> EXERCISE: Present the rows below as a numbered list, skipping blank lines and leaving out the pictures.

:: ROWS ::

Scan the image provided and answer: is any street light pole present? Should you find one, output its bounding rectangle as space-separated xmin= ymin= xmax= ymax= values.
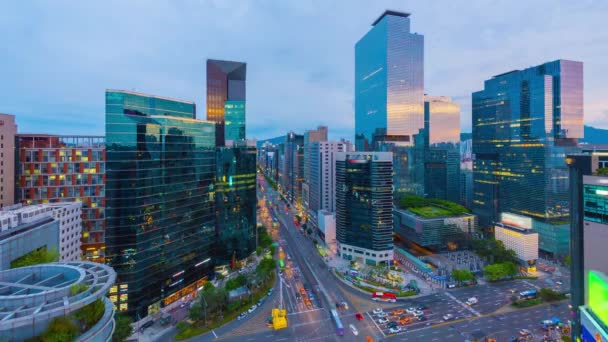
xmin=201 ymin=291 xmax=207 ymax=326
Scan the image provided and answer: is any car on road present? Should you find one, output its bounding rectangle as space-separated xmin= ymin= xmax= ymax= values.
xmin=388 ymin=326 xmax=401 ymax=334
xmin=519 ymin=329 xmax=532 ymax=336
xmin=139 ymin=319 xmax=154 ymax=332
xmin=378 ymin=317 xmax=388 ymax=324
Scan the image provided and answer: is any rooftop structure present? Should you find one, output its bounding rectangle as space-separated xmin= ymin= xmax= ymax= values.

:::

> TASK SOLUTION:
1. Scan the image provided and answer: is any street light pole present? Should you find one, output its bounding rectangle as space-separated xmin= ymin= xmax= ymax= values.
2. xmin=201 ymin=291 xmax=207 ymax=326
3. Scan the image provided and answer: is any car on road present? Should you find one, output its bounding rectangle as space-separated xmin= ymin= xmax= ymax= values.
4. xmin=388 ymin=326 xmax=401 ymax=334
5. xmin=519 ymin=329 xmax=532 ymax=336
6. xmin=139 ymin=319 xmax=154 ymax=332
7. xmin=378 ymin=317 xmax=388 ymax=324
8. Scan the image provided and answer: is any rooftop structure present? Should you find one, output its bounding rectangle as space-separated xmin= ymin= xmax= ymax= values.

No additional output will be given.